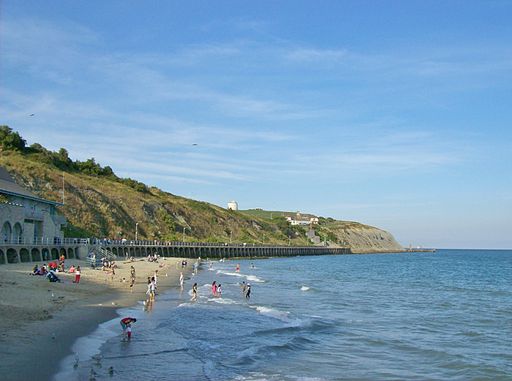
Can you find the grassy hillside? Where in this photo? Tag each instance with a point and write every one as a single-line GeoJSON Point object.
{"type": "Point", "coordinates": [100, 204]}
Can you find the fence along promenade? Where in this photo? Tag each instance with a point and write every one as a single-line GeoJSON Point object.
{"type": "Point", "coordinates": [46, 249]}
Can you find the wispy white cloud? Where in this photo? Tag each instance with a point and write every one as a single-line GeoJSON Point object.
{"type": "Point", "coordinates": [315, 55]}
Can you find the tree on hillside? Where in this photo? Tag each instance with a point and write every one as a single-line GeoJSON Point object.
{"type": "Point", "coordinates": [10, 140]}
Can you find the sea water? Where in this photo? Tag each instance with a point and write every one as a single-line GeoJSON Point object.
{"type": "Point", "coordinates": [414, 316]}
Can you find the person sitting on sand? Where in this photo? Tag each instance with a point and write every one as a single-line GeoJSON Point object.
{"type": "Point", "coordinates": [35, 270]}
{"type": "Point", "coordinates": [52, 277]}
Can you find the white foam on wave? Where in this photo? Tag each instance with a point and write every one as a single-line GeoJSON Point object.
{"type": "Point", "coordinates": [252, 278]}
{"type": "Point", "coordinates": [87, 347]}
{"type": "Point", "coordinates": [258, 376]}
{"type": "Point", "coordinates": [223, 301]}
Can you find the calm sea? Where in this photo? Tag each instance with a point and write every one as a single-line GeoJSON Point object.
{"type": "Point", "coordinates": [423, 316]}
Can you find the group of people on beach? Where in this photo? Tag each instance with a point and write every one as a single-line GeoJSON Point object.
{"type": "Point", "coordinates": [153, 257]}
{"type": "Point", "coordinates": [51, 270]}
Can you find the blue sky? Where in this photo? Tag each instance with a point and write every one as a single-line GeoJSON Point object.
{"type": "Point", "coordinates": [395, 114]}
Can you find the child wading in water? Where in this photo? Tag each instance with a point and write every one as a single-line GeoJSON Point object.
{"type": "Point", "coordinates": [194, 293]}
{"type": "Point", "coordinates": [77, 275]}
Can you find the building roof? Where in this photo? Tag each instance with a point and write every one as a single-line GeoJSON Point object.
{"type": "Point", "coordinates": [9, 186]}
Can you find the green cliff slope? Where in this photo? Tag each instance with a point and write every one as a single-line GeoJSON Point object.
{"type": "Point", "coordinates": [100, 204]}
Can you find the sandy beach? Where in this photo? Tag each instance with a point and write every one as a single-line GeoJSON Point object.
{"type": "Point", "coordinates": [41, 320]}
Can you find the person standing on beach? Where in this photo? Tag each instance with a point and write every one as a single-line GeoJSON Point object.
{"type": "Point", "coordinates": [77, 275]}
{"type": "Point", "coordinates": [125, 322]}
{"type": "Point", "coordinates": [194, 292]}
{"type": "Point", "coordinates": [132, 277]}
{"type": "Point", "coordinates": [151, 290]}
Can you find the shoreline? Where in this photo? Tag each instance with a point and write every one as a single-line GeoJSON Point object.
{"type": "Point", "coordinates": [41, 320]}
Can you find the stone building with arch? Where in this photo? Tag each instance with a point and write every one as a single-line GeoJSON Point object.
{"type": "Point", "coordinates": [26, 218]}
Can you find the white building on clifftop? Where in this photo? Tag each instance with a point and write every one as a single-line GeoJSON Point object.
{"type": "Point", "coordinates": [232, 205]}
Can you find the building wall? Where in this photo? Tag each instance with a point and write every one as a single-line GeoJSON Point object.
{"type": "Point", "coordinates": [36, 219]}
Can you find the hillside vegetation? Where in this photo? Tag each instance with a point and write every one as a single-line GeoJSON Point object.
{"type": "Point", "coordinates": [98, 203]}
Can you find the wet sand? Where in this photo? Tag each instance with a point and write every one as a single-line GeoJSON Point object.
{"type": "Point", "coordinates": [39, 320]}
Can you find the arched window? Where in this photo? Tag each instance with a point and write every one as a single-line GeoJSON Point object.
{"type": "Point", "coordinates": [18, 233]}
{"type": "Point", "coordinates": [6, 232]}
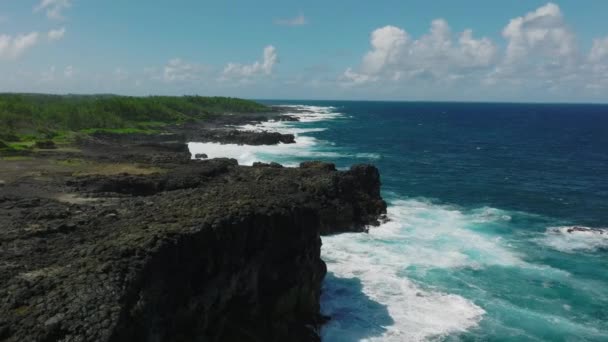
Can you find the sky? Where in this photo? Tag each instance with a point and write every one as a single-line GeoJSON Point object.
{"type": "Point", "coordinates": [440, 50]}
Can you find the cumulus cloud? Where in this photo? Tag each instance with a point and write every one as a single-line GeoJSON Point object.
{"type": "Point", "coordinates": [599, 50]}
{"type": "Point", "coordinates": [68, 72]}
{"type": "Point", "coordinates": [299, 20]}
{"type": "Point", "coordinates": [540, 54]}
{"type": "Point", "coordinates": [244, 71]}
{"type": "Point", "coordinates": [542, 31]}
{"type": "Point", "coordinates": [394, 55]}
{"type": "Point", "coordinates": [178, 70]}
{"type": "Point", "coordinates": [53, 8]}
{"type": "Point", "coordinates": [56, 34]}
{"type": "Point", "coordinates": [13, 47]}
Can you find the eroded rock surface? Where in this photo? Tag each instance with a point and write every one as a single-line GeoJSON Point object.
{"type": "Point", "coordinates": [207, 251]}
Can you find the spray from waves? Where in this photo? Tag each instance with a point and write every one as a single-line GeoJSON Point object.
{"type": "Point", "coordinates": [306, 147]}
{"type": "Point", "coordinates": [313, 113]}
{"type": "Point", "coordinates": [368, 293]}
{"type": "Point", "coordinates": [422, 235]}
{"type": "Point", "coordinates": [248, 154]}
{"type": "Point", "coordinates": [572, 239]}
{"type": "Point", "coordinates": [279, 126]}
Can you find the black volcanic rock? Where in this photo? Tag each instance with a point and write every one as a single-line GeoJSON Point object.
{"type": "Point", "coordinates": [207, 251]}
{"type": "Point", "coordinates": [241, 137]}
{"type": "Point", "coordinates": [45, 144]}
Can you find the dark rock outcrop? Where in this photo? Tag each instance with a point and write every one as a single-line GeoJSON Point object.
{"type": "Point", "coordinates": [241, 137]}
{"type": "Point", "coordinates": [45, 144]}
{"type": "Point", "coordinates": [209, 251]}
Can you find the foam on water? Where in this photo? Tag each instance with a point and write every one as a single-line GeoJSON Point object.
{"type": "Point", "coordinates": [420, 235]}
{"type": "Point", "coordinates": [306, 147]}
{"type": "Point", "coordinates": [247, 154]}
{"type": "Point", "coordinates": [571, 239]}
{"type": "Point", "coordinates": [314, 113]}
{"type": "Point", "coordinates": [279, 126]}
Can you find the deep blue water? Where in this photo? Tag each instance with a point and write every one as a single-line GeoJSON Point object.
{"type": "Point", "coordinates": [480, 200]}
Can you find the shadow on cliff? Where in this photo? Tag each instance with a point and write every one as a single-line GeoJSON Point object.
{"type": "Point", "coordinates": [354, 315]}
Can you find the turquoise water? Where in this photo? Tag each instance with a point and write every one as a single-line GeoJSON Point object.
{"type": "Point", "coordinates": [481, 197]}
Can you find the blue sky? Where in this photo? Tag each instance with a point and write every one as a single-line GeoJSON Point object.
{"type": "Point", "coordinates": [386, 50]}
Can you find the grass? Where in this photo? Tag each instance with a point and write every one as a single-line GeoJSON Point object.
{"type": "Point", "coordinates": [25, 117]}
{"type": "Point", "coordinates": [81, 167]}
{"type": "Point", "coordinates": [128, 130]}
{"type": "Point", "coordinates": [15, 158]}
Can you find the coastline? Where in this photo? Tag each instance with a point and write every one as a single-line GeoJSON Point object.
{"type": "Point", "coordinates": [127, 237]}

* WRITTEN PROBLEM *
Only the lines from the one containing "Can you find the deep" through the end of the entries above belong in the answer; repeat them exactly.

* ANSWER *
Can you find the deep blue water? Where in this photo? Tag each instance with a point and write every one as a single-line GeoJSON Point object.
{"type": "Point", "coordinates": [480, 200]}
Can you find the shadow on cliff? Where in this photo? Tag each instance with a point and write every one as a single-line GeoJSON Point object.
{"type": "Point", "coordinates": [354, 315]}
Can you find the turquoise water? Where in this photo? Tag each instance with a point and write every one as a single-line GeoJSON Point object.
{"type": "Point", "coordinates": [481, 197]}
Can you find the blue sky? Where in this photo? Tag each instance with a point and write every one as a single-line GeoJSON Point object.
{"type": "Point", "coordinates": [386, 50]}
Can you find the grass? Where in this photo? Tag each instance with a point and write every one as a single-line GeoJSON Point object.
{"type": "Point", "coordinates": [25, 117]}
{"type": "Point", "coordinates": [81, 167]}
{"type": "Point", "coordinates": [128, 130]}
{"type": "Point", "coordinates": [15, 158]}
Can you find the coastline? Where in this photo? Tag each instance with a point and write every one as a single-line GeoJSON Point object.
{"type": "Point", "coordinates": [127, 237]}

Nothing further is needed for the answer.